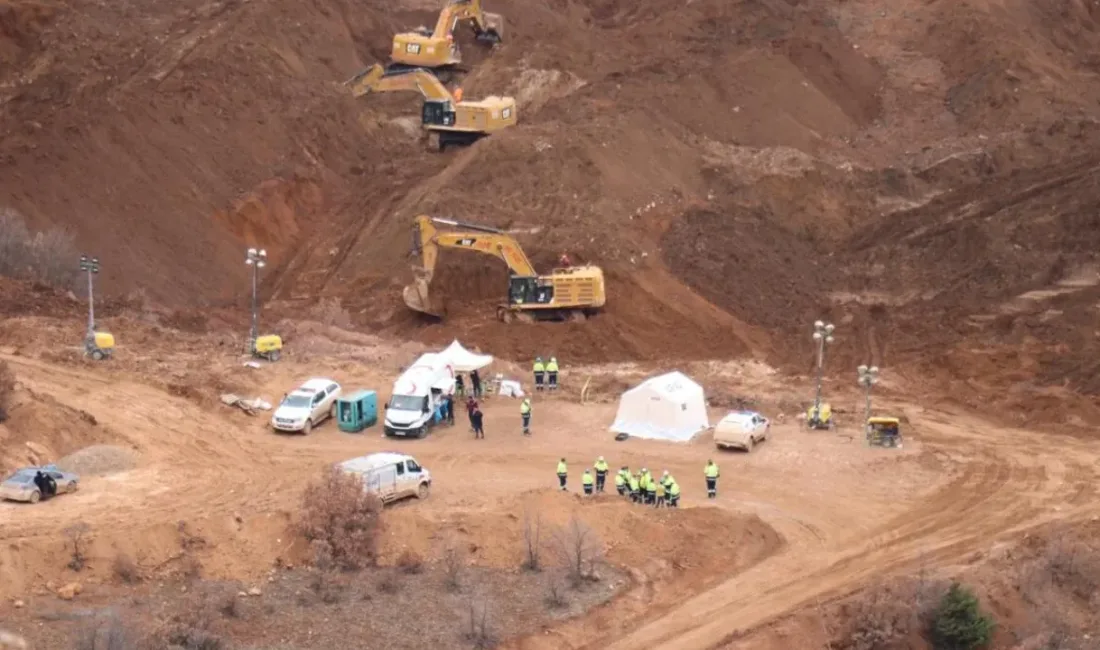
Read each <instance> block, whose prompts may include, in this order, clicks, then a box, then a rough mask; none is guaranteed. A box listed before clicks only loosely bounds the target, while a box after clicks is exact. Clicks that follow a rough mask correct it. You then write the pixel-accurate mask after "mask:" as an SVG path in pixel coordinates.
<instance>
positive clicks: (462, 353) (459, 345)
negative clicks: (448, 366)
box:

» Task to carry out: Reproduce all of the entries above word for word, leaving out the pictures.

» Written solution:
Read each <instance> block, whose prompts may include, in this order, clicks, then a box, then a rough mask; none is guaranteed. A box listed before clicks only loosely bounds the target, while a box after clicks is exact. Clicks that follow a rough mask correct it. You then write the pixel-accurate mask after "mask:" as an SVG path in pixel coordinates.
<instance>
positive clicks: (462, 353) (459, 345)
negative clicks: (448, 366)
box:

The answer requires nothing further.